Requirement
Can you write out the stretch of items from the line containing "the sheep leg" through the line containing "[[26, 109]]", requests included, and shift every coordinate in the answers up by 71?

Excerpted records
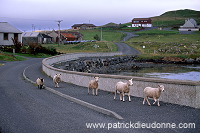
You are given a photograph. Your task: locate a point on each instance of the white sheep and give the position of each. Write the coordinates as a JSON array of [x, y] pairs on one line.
[[40, 83], [153, 93], [56, 80], [94, 85], [123, 88]]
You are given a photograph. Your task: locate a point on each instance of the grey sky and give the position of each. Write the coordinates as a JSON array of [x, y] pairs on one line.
[[43, 13]]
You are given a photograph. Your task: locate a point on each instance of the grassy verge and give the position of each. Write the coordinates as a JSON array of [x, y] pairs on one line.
[[156, 32], [158, 46], [107, 35], [84, 47], [10, 57]]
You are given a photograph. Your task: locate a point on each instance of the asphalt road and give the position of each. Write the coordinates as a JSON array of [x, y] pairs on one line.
[[133, 111], [26, 109]]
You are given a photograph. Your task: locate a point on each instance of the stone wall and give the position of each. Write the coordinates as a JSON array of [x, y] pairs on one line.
[[176, 91]]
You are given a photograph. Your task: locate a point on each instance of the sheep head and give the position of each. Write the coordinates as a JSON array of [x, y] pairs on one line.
[[96, 79], [130, 82], [161, 87]]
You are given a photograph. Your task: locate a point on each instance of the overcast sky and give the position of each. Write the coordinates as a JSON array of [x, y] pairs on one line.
[[43, 14]]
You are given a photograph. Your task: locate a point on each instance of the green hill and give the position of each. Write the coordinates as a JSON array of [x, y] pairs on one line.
[[175, 18]]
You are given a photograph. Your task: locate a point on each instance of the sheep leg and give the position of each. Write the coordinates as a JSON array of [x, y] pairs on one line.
[[158, 103], [123, 96], [115, 94], [96, 91], [93, 91], [120, 96], [129, 97], [144, 101], [154, 100], [148, 101], [88, 90]]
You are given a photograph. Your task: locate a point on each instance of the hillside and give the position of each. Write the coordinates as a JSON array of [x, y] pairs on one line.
[[175, 18]]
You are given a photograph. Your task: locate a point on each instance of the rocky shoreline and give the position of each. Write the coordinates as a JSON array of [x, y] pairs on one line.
[[109, 65]]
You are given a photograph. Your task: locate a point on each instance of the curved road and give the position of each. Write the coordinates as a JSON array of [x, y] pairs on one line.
[[26, 109]]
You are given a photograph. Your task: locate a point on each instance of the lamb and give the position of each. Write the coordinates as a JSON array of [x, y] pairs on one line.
[[123, 88], [40, 83], [94, 85], [56, 80], [153, 93]]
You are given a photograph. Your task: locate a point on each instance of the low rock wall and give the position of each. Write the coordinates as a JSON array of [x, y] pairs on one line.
[[176, 91]]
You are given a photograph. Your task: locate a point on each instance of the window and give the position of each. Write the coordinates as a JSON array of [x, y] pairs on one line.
[[5, 36], [15, 36]]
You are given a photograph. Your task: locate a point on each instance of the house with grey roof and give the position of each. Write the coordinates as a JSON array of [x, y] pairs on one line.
[[190, 25], [83, 26], [32, 37], [7, 32]]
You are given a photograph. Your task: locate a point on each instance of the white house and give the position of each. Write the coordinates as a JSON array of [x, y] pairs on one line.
[[31, 37], [190, 25], [7, 32]]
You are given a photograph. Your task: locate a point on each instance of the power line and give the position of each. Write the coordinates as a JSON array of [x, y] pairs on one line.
[[27, 19], [59, 21]]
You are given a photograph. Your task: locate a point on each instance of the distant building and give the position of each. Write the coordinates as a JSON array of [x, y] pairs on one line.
[[83, 26], [46, 39], [141, 22], [32, 37], [190, 25], [7, 32]]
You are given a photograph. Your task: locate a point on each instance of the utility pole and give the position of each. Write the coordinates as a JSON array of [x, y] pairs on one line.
[[59, 31], [101, 33]]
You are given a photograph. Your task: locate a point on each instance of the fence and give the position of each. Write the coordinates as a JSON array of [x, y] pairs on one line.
[[180, 92]]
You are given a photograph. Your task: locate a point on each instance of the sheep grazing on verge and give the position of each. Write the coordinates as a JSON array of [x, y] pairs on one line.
[[40, 83], [94, 85], [123, 88], [56, 80], [153, 93]]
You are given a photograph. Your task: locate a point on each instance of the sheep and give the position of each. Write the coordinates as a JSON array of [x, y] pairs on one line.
[[94, 85], [40, 83], [123, 88], [153, 93], [56, 80]]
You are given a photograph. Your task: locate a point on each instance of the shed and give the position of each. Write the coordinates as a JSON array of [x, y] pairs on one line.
[[31, 37], [7, 32]]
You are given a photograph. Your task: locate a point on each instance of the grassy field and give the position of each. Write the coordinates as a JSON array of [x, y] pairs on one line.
[[107, 35], [156, 32], [84, 47], [10, 57], [158, 46]]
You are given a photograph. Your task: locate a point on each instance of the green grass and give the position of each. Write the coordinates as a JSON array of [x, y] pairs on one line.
[[158, 46], [10, 57], [84, 47], [107, 35], [156, 32]]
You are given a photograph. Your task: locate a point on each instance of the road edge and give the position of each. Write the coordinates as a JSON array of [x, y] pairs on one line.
[[78, 101]]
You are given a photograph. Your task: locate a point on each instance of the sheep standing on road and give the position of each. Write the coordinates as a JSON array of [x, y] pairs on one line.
[[56, 80], [40, 83], [123, 88], [94, 85], [153, 93]]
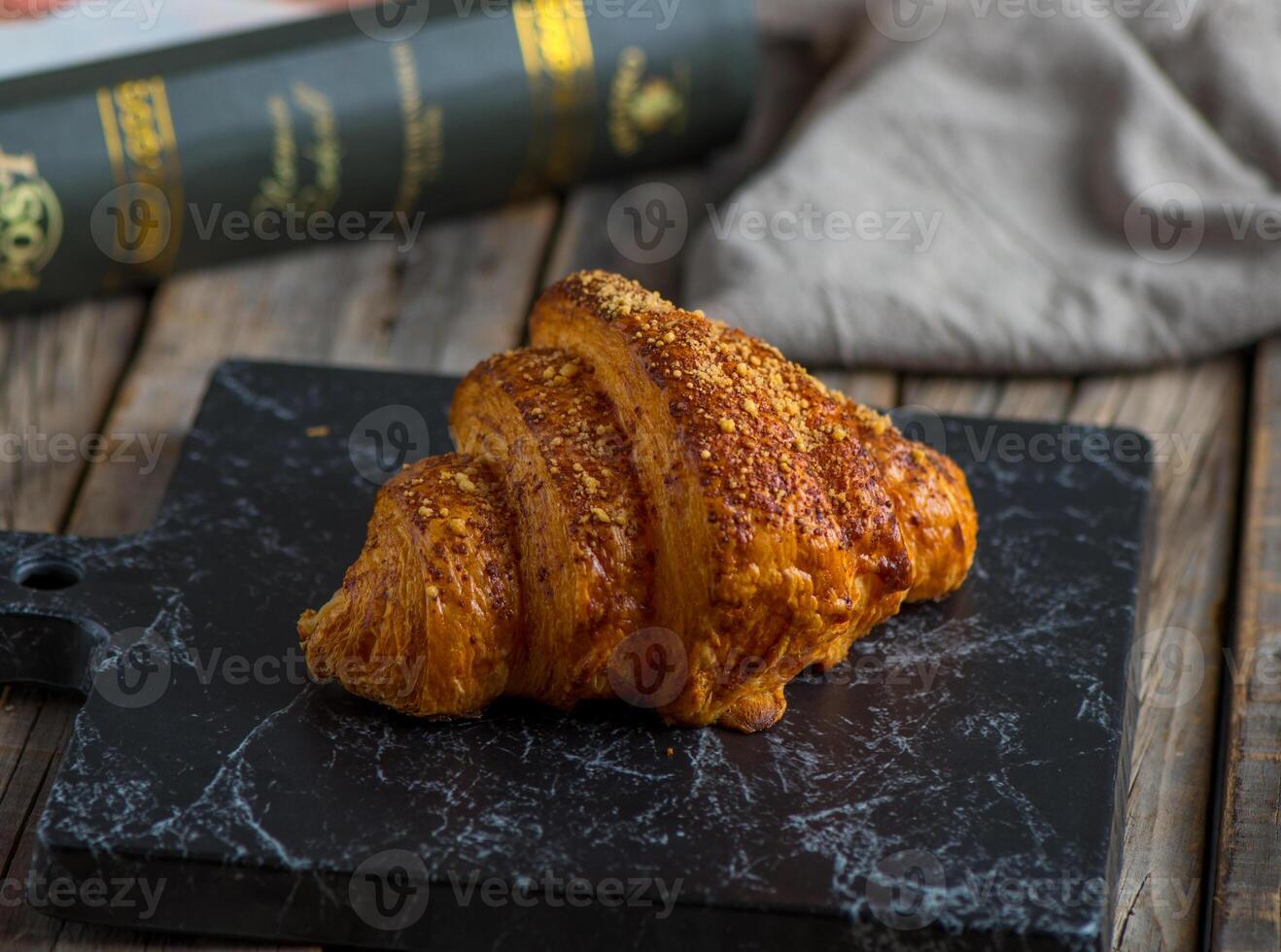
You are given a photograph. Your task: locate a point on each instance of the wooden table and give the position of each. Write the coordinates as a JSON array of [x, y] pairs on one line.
[[1203, 835]]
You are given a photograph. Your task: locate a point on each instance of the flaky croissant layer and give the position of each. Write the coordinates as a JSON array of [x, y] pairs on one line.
[[647, 505]]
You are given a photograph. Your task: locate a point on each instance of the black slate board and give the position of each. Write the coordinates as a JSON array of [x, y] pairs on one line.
[[952, 785]]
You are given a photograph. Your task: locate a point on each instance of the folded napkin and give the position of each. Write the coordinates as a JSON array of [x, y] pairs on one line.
[[1018, 186]]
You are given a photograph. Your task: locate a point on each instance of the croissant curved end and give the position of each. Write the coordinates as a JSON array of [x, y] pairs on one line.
[[640, 468]]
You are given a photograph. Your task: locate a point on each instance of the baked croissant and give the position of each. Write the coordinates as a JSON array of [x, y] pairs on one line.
[[641, 495]]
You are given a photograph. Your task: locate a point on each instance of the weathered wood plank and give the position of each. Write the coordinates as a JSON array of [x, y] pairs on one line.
[[56, 376], [1247, 906], [952, 394], [1035, 398], [877, 390], [1194, 418]]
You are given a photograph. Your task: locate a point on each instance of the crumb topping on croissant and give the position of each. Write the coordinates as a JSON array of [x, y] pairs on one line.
[[643, 495]]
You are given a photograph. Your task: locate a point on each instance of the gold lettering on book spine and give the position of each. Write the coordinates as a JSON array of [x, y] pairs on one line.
[[137, 127], [423, 149], [31, 222], [556, 48], [643, 105]]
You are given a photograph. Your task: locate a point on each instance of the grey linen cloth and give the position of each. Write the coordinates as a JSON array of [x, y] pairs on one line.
[[1087, 186]]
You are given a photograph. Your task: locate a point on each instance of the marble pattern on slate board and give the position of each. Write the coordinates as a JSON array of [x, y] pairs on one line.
[[980, 733]]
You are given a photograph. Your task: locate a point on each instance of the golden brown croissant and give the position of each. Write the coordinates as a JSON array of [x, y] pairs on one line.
[[644, 495]]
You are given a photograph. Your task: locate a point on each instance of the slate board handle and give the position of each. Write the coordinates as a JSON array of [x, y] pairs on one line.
[[63, 601]]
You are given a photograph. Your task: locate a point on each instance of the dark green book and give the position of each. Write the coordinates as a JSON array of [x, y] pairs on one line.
[[354, 127]]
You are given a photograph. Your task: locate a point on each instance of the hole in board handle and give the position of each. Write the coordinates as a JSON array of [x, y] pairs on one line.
[[48, 573]]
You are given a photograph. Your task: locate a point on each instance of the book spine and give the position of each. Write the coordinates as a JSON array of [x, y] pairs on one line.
[[129, 174]]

Result
You are given a photograph. Your task: locate a point on each instance of the sheep leg and give the position of each. Write the coordinates as a JSON array of [x, y] pairs on one line.
[[229, 174], [194, 167], [186, 165], [167, 162], [164, 162], [191, 167], [200, 168], [215, 172], [225, 171], [219, 172], [159, 161]]
You are given a photograph. Your task: locate a point on each instance of the hillside and give the position of each. Write the coordinates as a JSON array of [x, y] pairs on one line.
[[246, 89]]
You are given a photograph. Your task: locate a point on each instance of the rocky shoreline and give the position of each. Write the coordinates as a JSON array of [x, y] pairs on one line.
[[180, 136]]
You are given a photograph. Your task: locate a point on each instance of the curved road and give the position of each. Write the coordinates as a JSON array of [x, y] pairs on one line.
[[97, 180]]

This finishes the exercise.